## BEGIN

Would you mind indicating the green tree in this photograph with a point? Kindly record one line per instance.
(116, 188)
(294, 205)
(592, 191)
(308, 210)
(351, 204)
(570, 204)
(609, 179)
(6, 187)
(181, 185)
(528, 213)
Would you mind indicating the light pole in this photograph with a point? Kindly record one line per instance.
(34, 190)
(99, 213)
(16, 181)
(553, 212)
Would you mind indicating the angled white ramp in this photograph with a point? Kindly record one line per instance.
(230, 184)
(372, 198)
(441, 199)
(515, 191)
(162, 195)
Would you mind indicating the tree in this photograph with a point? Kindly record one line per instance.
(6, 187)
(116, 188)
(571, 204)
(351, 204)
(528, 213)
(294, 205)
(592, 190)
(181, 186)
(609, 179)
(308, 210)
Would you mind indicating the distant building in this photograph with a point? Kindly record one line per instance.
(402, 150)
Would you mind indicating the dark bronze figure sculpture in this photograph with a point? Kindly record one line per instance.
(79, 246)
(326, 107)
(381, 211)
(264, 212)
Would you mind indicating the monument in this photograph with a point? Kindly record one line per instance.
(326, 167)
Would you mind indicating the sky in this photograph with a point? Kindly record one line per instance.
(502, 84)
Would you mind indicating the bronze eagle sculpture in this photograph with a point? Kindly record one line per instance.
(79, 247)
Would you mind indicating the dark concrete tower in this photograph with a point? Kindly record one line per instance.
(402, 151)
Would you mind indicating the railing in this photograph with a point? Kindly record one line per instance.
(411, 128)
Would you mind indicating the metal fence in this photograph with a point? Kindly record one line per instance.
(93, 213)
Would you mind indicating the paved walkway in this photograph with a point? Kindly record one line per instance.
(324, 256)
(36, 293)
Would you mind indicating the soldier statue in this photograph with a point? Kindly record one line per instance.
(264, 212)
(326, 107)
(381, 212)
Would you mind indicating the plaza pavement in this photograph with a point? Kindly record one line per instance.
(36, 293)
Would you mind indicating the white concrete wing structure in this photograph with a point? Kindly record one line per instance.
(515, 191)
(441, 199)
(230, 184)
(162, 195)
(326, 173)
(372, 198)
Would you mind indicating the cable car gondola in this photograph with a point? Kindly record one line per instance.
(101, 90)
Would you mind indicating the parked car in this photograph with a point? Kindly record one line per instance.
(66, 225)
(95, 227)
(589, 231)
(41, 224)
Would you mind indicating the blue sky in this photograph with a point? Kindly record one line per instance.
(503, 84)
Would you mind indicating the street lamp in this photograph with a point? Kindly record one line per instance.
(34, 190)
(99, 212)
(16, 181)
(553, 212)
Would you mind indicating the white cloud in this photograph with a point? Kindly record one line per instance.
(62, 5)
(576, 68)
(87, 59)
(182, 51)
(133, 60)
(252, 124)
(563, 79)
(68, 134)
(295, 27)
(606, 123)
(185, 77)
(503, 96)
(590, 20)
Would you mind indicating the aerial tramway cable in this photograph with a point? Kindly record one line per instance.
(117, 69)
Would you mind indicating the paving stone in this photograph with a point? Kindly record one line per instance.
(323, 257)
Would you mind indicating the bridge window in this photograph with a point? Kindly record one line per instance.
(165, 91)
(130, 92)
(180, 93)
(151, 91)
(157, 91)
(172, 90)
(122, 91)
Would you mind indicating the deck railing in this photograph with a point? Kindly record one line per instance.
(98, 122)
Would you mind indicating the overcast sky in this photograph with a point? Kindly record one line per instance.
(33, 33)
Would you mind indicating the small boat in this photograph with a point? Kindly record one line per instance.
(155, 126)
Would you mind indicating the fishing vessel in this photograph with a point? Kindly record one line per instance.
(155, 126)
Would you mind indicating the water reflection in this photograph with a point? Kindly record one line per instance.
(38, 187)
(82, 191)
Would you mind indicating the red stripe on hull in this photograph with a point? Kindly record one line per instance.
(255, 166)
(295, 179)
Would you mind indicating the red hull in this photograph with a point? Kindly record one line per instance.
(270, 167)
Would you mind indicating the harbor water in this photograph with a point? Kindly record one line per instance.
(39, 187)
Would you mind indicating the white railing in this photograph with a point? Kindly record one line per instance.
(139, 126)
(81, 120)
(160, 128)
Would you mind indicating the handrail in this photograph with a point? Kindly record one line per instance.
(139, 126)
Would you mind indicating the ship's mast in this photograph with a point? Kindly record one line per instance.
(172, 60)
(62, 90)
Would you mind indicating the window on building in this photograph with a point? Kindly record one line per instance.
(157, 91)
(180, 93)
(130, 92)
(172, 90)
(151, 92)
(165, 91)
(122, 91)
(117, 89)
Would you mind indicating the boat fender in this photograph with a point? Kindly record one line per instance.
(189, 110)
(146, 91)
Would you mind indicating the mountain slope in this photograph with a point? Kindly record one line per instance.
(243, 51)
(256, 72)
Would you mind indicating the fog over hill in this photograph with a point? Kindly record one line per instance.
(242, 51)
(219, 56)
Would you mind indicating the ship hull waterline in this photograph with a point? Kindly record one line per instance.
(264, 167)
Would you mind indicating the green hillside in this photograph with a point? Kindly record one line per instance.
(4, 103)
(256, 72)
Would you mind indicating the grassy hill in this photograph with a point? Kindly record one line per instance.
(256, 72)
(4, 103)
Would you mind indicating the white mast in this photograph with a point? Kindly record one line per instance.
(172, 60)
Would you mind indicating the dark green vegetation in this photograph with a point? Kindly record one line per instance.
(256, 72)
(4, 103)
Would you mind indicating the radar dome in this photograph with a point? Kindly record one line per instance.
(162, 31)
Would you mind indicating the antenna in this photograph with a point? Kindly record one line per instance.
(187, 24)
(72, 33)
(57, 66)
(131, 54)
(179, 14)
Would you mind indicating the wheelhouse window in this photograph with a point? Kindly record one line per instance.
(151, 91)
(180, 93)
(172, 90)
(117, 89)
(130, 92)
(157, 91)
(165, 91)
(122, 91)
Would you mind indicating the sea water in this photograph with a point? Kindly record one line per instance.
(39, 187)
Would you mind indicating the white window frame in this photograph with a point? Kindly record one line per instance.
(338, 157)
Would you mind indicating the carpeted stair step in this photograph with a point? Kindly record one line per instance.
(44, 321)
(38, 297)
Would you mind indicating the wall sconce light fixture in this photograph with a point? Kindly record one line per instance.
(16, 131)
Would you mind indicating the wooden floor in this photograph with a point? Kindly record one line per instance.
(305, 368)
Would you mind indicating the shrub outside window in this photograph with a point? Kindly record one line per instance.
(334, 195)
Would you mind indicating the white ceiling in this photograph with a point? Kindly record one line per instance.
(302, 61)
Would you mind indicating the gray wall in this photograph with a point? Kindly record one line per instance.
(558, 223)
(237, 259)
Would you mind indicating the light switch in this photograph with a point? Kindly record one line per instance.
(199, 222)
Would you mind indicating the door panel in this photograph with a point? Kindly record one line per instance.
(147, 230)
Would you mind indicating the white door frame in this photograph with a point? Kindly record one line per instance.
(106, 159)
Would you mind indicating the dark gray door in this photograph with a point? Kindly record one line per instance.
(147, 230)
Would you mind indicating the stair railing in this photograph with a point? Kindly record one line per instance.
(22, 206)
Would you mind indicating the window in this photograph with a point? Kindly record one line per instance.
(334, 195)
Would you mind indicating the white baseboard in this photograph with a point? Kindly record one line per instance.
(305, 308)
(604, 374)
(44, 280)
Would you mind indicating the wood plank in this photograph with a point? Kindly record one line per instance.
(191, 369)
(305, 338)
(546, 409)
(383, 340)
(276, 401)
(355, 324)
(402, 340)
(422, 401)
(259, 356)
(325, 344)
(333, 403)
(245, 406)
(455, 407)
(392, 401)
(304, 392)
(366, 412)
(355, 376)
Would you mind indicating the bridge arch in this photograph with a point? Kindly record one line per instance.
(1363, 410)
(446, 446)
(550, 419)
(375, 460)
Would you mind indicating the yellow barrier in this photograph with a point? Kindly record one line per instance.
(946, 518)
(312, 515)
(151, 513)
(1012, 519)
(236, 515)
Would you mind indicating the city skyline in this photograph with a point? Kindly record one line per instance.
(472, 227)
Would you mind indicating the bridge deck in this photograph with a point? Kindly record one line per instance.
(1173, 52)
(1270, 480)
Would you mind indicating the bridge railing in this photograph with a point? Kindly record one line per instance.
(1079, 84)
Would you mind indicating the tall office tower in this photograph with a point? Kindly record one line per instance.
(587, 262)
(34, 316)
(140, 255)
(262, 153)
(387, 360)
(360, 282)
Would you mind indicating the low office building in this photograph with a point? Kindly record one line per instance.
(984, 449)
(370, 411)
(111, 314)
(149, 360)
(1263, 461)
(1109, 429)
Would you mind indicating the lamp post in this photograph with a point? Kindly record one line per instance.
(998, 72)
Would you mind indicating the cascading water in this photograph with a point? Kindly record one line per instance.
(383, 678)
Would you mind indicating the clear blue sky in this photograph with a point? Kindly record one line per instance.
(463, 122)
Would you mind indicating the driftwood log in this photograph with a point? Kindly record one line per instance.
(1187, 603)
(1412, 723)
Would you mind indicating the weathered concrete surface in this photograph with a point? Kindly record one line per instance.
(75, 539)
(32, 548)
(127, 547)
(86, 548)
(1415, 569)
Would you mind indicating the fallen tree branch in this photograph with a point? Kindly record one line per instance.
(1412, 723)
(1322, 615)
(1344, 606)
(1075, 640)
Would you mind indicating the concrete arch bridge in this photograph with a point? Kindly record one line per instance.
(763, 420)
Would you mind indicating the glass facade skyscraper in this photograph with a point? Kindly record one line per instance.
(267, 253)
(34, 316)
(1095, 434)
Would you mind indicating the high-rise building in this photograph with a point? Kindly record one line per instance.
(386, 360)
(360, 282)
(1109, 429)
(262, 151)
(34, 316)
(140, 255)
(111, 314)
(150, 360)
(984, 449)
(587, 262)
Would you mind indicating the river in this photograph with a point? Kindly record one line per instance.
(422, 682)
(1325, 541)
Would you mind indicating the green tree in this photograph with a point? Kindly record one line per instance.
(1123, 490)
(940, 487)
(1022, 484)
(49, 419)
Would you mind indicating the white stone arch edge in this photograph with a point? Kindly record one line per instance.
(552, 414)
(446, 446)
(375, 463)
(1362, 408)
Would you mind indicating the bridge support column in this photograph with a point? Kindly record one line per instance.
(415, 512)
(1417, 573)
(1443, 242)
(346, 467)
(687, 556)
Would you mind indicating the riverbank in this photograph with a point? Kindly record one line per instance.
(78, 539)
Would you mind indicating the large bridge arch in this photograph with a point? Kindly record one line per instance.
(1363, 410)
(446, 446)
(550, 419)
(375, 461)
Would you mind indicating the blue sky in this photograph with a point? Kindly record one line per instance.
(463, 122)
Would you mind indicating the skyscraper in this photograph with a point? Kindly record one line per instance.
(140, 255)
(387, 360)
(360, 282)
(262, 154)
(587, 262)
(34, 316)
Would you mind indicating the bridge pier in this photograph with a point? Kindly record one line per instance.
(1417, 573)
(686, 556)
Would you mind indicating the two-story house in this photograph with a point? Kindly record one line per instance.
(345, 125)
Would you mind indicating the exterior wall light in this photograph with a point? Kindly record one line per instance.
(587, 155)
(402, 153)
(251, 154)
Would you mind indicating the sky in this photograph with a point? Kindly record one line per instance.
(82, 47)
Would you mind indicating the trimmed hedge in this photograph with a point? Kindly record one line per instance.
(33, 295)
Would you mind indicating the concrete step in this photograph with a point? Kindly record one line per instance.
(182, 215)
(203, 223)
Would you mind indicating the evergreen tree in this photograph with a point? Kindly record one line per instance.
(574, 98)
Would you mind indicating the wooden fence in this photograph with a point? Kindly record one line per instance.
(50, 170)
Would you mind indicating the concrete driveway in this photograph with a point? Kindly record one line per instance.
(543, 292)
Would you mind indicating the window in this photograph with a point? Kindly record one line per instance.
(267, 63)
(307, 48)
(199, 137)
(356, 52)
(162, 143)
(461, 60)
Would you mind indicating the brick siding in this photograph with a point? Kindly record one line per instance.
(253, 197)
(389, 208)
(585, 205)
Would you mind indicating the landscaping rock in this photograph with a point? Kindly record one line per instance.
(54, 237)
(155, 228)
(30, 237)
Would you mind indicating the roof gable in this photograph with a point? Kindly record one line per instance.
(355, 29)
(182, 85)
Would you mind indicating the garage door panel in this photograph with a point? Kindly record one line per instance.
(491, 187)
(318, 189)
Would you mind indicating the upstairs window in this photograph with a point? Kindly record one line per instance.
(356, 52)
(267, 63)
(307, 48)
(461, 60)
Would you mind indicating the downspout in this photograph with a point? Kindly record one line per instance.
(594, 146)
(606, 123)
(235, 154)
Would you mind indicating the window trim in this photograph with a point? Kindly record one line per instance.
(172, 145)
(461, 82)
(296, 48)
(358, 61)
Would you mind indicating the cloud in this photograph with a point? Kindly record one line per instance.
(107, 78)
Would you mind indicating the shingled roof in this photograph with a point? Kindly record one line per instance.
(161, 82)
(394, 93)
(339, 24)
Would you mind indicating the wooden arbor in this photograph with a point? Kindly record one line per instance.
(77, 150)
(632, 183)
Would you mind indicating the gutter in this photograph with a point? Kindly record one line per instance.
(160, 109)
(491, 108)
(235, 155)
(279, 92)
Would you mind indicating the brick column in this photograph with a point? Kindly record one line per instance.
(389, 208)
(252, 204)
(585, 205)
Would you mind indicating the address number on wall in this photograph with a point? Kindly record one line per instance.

## END

Description of the task: Locate the line that contains "Would you mind indicating the concrete driveway". Repeat it and every line after it, up to and including the final line, exactly.

Full output:
Would you mind indicating the concrete driveway in this photograph with a point? Kindly record one line per instance.
(543, 292)
Would you mind indicating the window in this photograph with a point? Kindly record one line per instance.
(267, 63)
(307, 48)
(199, 137)
(356, 52)
(162, 143)
(461, 60)
Would you mind indicating the brick siding in this photograph with a point? Kindly record one line per instance.
(253, 197)
(389, 208)
(585, 205)
Would you mind indicating the landscaping rock in this photograph with a point? Kindly record one line per instance.
(54, 237)
(155, 228)
(30, 237)
Would you mind indicating the roof gable in this photograph with a point? Kindly record one line per instance.
(355, 29)
(182, 85)
Would you mind indicating the garage door panel in this photograph with a point? Kindly record one line per instance.
(491, 187)
(318, 189)
Would you mind indicating the upstairs window in this photograph with a point? Kindly record one line per instance.
(356, 52)
(267, 63)
(307, 48)
(461, 60)
Would you mind indicating the downspout in this photograph with a point? Kindly record one line per instance.
(594, 146)
(606, 123)
(235, 154)
Would you mind indicating the window trim in this photograph with a point? Kindly record one line per instance.
(172, 145)
(461, 82)
(296, 48)
(358, 61)
Would you mind indicating the cloud in this photograph with a point? Kindly record one line per instance.
(107, 78)
Would you mind indicating the shingled roof in this photograph with a point? Kindly record one line per instance.
(161, 82)
(394, 93)
(339, 24)
Would you mind indicating the wooden arbor in this photograph with a point? Kindly record one line per instance.
(77, 150)
(632, 183)
Would you mind indicating the gutter in this photograph with a point? Kindly record one line per instance.
(160, 109)
(491, 108)
(235, 155)
(279, 92)
Would you mind indicating the brick column in this photograph with a point? Kindly record one line per instance.
(389, 208)
(252, 204)
(585, 205)
Would you mind indicating the address number on wall in this photograph with a point? Kindly record one line per instance.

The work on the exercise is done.